[Directions for this task]
I'd like every line in the following listing that holds "baseball" copied.

[Input data Boundary: Start]

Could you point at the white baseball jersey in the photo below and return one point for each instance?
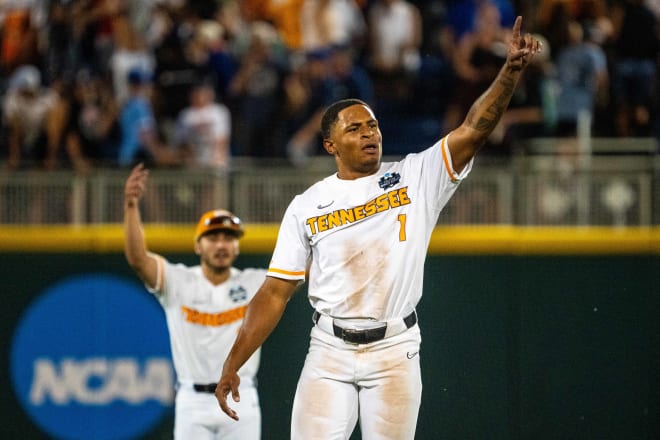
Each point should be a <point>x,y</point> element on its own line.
<point>366,239</point>
<point>203,319</point>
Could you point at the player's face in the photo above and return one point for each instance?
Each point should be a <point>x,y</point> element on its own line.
<point>217,250</point>
<point>356,142</point>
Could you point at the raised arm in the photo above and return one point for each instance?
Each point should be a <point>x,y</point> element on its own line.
<point>135,248</point>
<point>487,110</point>
<point>262,315</point>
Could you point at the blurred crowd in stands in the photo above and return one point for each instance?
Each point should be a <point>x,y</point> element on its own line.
<point>184,83</point>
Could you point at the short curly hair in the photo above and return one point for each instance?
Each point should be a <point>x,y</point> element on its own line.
<point>330,115</point>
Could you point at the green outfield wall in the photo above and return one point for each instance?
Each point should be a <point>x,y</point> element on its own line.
<point>527,333</point>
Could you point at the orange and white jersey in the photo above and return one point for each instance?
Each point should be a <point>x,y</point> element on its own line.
<point>203,319</point>
<point>365,240</point>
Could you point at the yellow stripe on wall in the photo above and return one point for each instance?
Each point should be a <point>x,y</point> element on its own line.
<point>260,239</point>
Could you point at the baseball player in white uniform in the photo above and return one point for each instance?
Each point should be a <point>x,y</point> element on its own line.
<point>204,307</point>
<point>360,238</point>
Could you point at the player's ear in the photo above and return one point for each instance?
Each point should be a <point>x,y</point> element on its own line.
<point>329,146</point>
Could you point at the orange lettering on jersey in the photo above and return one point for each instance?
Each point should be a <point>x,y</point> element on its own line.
<point>403,196</point>
<point>334,219</point>
<point>322,223</point>
<point>213,319</point>
<point>340,217</point>
<point>311,222</point>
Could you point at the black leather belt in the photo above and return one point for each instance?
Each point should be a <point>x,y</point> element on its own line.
<point>364,336</point>
<point>205,388</point>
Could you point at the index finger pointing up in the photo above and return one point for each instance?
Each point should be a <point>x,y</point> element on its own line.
<point>516,27</point>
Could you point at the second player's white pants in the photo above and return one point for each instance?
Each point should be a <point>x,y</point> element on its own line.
<point>380,382</point>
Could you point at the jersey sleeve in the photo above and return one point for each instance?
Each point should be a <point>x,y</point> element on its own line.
<point>437,178</point>
<point>292,249</point>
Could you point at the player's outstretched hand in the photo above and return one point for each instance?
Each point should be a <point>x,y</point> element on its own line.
<point>228,383</point>
<point>522,48</point>
<point>136,184</point>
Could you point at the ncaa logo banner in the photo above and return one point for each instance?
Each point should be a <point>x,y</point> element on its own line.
<point>90,359</point>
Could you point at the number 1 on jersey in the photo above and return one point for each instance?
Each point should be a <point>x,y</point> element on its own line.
<point>402,229</point>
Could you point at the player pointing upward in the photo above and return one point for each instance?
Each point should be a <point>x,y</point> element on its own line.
<point>204,306</point>
<point>363,232</point>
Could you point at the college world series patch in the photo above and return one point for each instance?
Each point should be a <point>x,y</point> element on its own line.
<point>389,180</point>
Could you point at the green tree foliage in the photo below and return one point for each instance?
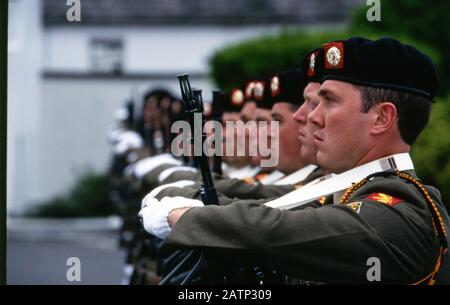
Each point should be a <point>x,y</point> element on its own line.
<point>432,150</point>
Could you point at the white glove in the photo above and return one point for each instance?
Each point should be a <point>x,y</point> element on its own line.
<point>154,214</point>
<point>157,190</point>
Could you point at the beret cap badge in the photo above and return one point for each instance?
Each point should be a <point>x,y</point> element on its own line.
<point>275,86</point>
<point>259,91</point>
<point>334,55</point>
<point>237,97</point>
<point>249,90</point>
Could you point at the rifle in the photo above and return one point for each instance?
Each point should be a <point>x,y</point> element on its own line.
<point>217,106</point>
<point>193,104</point>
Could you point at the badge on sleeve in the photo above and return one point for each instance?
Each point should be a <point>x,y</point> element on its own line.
<point>355,206</point>
<point>384,198</point>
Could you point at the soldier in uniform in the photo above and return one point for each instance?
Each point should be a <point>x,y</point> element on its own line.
<point>375,99</point>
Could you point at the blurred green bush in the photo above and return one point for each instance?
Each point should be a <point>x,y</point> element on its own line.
<point>431,152</point>
<point>418,23</point>
<point>88,198</point>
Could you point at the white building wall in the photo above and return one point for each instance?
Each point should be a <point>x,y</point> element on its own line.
<point>146,49</point>
<point>57,127</point>
<point>24,67</point>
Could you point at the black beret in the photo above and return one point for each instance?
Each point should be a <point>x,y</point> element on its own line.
<point>288,86</point>
<point>383,63</point>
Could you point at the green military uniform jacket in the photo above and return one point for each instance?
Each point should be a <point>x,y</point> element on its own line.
<point>387,218</point>
<point>231,188</point>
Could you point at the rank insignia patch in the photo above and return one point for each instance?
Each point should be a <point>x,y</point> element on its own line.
<point>355,206</point>
<point>334,55</point>
<point>383,198</point>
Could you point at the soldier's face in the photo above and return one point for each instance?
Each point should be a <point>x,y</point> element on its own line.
<point>342,130</point>
<point>305,128</point>
<point>289,145</point>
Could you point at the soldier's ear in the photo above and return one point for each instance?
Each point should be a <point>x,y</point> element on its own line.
<point>384,117</point>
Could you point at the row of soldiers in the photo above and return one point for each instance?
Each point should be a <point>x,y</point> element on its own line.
<point>342,194</point>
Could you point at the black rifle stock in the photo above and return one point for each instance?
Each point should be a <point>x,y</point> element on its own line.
<point>193,104</point>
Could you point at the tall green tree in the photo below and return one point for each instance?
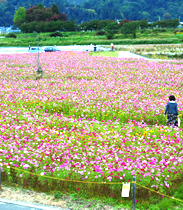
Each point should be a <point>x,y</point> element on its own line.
<point>130,28</point>
<point>55,9</point>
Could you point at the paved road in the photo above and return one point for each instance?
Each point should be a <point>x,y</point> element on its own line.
<point>128,54</point>
<point>18,205</point>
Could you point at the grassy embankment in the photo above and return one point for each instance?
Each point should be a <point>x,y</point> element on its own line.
<point>85,38</point>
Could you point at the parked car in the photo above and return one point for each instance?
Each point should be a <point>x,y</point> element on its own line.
<point>35,49</point>
<point>51,49</point>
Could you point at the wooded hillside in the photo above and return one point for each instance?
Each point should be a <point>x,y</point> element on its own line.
<point>82,10</point>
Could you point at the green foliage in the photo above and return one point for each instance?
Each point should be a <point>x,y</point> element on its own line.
<point>11,35</point>
<point>55,9</point>
<point>56,34</point>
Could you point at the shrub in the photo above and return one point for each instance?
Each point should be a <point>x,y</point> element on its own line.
<point>55,34</point>
<point>100,32</point>
<point>11,35</point>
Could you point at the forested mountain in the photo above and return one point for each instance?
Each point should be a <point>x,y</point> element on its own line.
<point>86,10</point>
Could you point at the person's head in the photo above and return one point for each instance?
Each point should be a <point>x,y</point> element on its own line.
<point>172,98</point>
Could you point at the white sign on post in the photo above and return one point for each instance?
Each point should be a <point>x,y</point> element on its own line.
<point>125,190</point>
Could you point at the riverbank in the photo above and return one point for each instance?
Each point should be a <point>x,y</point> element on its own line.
<point>88,38</point>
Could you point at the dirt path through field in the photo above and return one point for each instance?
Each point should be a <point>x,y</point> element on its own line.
<point>67,202</point>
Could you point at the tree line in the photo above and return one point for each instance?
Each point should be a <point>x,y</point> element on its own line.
<point>86,10</point>
<point>41,19</point>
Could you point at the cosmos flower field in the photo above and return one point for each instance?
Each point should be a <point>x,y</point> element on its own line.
<point>98,119</point>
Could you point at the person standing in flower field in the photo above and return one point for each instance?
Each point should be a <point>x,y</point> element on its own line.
<point>171,111</point>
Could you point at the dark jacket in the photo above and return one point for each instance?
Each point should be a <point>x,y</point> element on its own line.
<point>171,108</point>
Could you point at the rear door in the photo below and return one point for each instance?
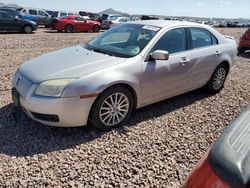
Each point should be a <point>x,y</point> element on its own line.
<point>205,55</point>
<point>165,78</point>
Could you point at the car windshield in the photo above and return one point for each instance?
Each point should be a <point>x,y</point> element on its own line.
<point>126,40</point>
<point>112,18</point>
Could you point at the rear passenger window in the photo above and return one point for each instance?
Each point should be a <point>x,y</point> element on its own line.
<point>202,38</point>
<point>6,16</point>
<point>173,41</point>
<point>32,12</point>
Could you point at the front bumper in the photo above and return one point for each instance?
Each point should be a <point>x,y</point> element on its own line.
<point>71,112</point>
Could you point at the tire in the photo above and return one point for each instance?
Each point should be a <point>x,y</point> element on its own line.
<point>111,108</point>
<point>216,82</point>
<point>28,29</point>
<point>96,29</point>
<point>68,28</point>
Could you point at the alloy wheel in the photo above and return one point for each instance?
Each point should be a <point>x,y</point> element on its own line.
<point>114,109</point>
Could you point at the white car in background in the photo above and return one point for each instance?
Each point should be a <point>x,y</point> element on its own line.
<point>114,20</point>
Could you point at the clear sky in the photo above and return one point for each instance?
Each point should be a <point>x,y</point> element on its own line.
<point>199,8</point>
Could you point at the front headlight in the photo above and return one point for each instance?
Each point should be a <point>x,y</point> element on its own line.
<point>52,88</point>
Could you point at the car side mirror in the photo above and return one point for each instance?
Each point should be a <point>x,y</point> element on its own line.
<point>16,18</point>
<point>160,55</point>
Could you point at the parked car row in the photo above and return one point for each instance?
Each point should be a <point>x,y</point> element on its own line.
<point>12,23</point>
<point>75,23</point>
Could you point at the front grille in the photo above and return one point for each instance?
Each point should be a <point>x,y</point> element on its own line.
<point>21,84</point>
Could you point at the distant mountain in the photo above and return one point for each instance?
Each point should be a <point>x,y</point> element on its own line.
<point>112,11</point>
<point>9,5</point>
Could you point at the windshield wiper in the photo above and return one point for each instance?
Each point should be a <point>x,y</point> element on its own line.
<point>89,47</point>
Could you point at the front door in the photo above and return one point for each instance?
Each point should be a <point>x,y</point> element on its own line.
<point>205,55</point>
<point>82,24</point>
<point>165,78</point>
<point>8,22</point>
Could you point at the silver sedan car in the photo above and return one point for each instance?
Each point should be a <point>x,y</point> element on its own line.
<point>125,68</point>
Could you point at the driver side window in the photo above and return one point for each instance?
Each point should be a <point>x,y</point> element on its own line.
<point>173,41</point>
<point>6,16</point>
<point>42,13</point>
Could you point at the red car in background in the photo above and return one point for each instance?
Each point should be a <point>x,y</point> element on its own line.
<point>244,44</point>
<point>75,23</point>
<point>227,164</point>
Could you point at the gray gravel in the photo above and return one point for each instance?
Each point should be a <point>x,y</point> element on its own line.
<point>156,148</point>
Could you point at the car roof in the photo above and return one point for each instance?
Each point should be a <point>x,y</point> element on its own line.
<point>164,23</point>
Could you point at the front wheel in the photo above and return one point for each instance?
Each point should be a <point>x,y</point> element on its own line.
<point>111,108</point>
<point>28,29</point>
<point>96,29</point>
<point>216,82</point>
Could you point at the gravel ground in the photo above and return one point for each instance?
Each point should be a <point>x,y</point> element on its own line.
<point>156,148</point>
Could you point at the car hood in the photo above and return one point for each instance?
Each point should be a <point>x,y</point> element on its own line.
<point>93,22</point>
<point>71,62</point>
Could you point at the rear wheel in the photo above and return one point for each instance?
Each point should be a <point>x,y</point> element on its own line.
<point>68,28</point>
<point>96,29</point>
<point>111,108</point>
<point>28,29</point>
<point>241,50</point>
<point>216,83</point>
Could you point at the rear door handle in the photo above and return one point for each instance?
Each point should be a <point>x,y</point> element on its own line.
<point>184,61</point>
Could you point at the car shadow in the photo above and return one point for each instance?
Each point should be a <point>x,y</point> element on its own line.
<point>244,55</point>
<point>63,32</point>
<point>11,33</point>
<point>20,136</point>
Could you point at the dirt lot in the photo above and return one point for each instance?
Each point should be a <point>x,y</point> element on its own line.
<point>157,148</point>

[Input data Boundary: End]

[Exercise response]
Could you point at the white baseball jersey in the photo below and return one point for each instance?
Could you point at the baseball player in white uniform in the photo above and return one point for each instance?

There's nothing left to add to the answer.